## Problem to solve
Every line of the data below that holds the string "pier" needs to be reported.

Natural-language object grounding data
**********
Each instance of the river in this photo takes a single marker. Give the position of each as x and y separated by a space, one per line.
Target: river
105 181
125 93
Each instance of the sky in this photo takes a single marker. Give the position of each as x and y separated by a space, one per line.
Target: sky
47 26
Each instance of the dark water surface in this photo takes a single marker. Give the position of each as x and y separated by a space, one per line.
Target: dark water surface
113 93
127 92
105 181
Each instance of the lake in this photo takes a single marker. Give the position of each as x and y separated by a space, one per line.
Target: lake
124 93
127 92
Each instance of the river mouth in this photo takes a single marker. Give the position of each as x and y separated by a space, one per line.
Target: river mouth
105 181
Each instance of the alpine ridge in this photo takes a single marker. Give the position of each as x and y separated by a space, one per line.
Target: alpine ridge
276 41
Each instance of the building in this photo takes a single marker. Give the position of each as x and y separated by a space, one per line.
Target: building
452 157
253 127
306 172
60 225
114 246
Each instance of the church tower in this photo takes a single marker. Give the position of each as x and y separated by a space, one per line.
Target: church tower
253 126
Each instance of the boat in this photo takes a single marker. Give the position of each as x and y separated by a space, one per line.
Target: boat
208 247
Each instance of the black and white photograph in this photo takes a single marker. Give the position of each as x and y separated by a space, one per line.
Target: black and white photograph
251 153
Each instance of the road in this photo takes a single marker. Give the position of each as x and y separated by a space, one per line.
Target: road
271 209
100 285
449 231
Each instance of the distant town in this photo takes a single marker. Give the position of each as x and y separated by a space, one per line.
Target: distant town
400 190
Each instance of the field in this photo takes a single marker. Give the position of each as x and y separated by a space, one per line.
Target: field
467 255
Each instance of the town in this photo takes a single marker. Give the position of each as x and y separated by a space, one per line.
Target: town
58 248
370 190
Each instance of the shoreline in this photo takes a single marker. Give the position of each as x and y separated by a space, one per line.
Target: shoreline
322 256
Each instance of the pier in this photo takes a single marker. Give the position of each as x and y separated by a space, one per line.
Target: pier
**********
## Task output
Each instance of the pier in this photo takes a single marker. Give the position of each as x and y separated by a space, one per line.
Target: pier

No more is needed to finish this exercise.